▶ **Consigne**:
Recopiez le texte sur le programme Pour une maternité sans danger, du passage « Projet optimisation du » jusqu'à « au travail (TCNSAT). », en remplaçant « travailleuses » par « employées ».

Projet optimisation du programme Pour une maternité sans danger : évaluation organisationnelle et économique des processus de traitement des demandes des travailleuses enceintes

Le programme Pour une maternité sans danger (PMSD), dispositif de protection de la maternité vis-à-vis des risques professionnels, a été implanté en 1981 au Québec et a connu une période de croissance progressive puis une stabilisation depuis 2005. Entre 46 et 47 % des travailleuses ont recours au programme chaque année. Une évaluation de ce programme a été commanditée par la Table de coordination nationale en santé publique (TCNSP) et la Table de coordination nationale de santé publique et la Table de concertation nationale en santé au travail (TCNSAT).

Le projet s'articule autour de 4 objectifs : (1) décrire et comparer les différents processus organisationnels de traitement des demandes PMSD dans l'ensemble des équipes de la province; (2) évaluer le coût des processus, analyser les écarts de coûts entre les processus et entre les équipes; (3) identifier les critères de qualité tels que perçus par les équipes et la façon dont les équipes hiérarchisent ces critères; (4) formuler des recommandations visant à améliorer le fonctionnement du PMSD en tenant compte du coût des processus.

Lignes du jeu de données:

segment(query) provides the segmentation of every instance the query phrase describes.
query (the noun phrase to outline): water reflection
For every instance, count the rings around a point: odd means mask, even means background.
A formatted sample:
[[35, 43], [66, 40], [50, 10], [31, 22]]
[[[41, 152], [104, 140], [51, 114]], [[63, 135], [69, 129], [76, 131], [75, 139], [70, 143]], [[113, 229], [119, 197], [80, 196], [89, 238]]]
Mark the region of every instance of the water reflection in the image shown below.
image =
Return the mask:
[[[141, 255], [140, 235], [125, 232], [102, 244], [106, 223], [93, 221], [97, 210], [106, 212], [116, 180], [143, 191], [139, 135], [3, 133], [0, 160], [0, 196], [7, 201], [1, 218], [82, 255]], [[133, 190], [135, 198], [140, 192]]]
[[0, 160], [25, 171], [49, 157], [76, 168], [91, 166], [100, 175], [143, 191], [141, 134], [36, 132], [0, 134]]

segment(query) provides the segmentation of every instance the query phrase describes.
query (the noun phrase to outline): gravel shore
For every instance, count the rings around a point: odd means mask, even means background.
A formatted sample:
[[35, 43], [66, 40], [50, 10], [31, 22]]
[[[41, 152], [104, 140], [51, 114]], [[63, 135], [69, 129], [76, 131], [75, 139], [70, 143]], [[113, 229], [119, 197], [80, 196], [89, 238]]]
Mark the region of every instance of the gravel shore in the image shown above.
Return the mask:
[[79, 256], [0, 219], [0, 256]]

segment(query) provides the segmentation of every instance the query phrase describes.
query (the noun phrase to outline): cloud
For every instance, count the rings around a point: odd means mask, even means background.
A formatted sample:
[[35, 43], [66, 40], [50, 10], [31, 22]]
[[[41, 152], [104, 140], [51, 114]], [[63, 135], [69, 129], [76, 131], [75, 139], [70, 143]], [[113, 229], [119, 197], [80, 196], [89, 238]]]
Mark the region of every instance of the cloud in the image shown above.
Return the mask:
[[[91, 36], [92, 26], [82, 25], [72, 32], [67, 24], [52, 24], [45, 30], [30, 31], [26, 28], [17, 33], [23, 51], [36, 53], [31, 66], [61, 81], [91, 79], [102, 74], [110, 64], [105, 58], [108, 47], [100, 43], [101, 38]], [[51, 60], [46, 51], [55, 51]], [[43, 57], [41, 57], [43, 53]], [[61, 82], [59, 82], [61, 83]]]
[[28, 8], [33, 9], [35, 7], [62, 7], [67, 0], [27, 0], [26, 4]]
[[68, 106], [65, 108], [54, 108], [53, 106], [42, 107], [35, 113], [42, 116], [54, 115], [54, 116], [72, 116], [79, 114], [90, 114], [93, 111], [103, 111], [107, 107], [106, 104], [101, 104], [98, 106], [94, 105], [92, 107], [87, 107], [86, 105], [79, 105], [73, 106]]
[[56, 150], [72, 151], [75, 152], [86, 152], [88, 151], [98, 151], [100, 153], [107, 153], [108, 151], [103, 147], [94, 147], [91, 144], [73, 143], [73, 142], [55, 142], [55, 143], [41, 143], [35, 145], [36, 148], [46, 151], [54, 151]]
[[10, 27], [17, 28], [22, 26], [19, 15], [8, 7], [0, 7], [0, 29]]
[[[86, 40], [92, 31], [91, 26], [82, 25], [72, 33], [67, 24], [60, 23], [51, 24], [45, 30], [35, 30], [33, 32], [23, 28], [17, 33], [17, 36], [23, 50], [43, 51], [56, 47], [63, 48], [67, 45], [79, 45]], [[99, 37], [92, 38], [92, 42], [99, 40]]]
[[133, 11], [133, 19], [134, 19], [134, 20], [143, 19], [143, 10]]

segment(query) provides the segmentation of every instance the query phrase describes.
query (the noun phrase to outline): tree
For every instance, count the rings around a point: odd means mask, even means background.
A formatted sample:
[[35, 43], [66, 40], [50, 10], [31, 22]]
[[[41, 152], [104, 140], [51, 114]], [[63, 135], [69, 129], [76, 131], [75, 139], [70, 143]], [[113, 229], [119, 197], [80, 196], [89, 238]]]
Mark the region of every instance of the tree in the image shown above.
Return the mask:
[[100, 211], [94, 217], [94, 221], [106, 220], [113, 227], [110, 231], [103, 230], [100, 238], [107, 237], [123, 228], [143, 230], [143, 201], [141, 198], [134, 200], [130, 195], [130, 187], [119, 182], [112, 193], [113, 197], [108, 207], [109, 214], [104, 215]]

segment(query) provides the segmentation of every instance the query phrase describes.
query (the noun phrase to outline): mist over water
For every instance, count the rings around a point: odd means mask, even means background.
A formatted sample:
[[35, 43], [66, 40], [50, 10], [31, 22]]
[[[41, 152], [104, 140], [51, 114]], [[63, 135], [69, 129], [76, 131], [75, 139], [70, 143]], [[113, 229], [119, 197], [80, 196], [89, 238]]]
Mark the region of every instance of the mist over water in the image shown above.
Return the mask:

▶ **Réponse**:
Projet optimisation du programme Pour une maternité sans danger : évaluation organisationnelle et économique des processus de traitement des demandes des employées enceintes

Le programme Pour une maternité sans danger (PMSD), dispositif de protection de la maternité vis-à-vis des risques professionnels, a été implanté en 1981 au Québec et a connu une période de croissance progressive puis une stabilisation depuis 2005. Entre 46 et 47 % des employées ont recours au programme chaque année. Une évaluation de ce programme a été commanditée par la Table de coordination nationale en santé publique (TCNSP) et la Table de coordination nationale de santé publique et la Table de concertation nationale en santé au travail (TCNSAT).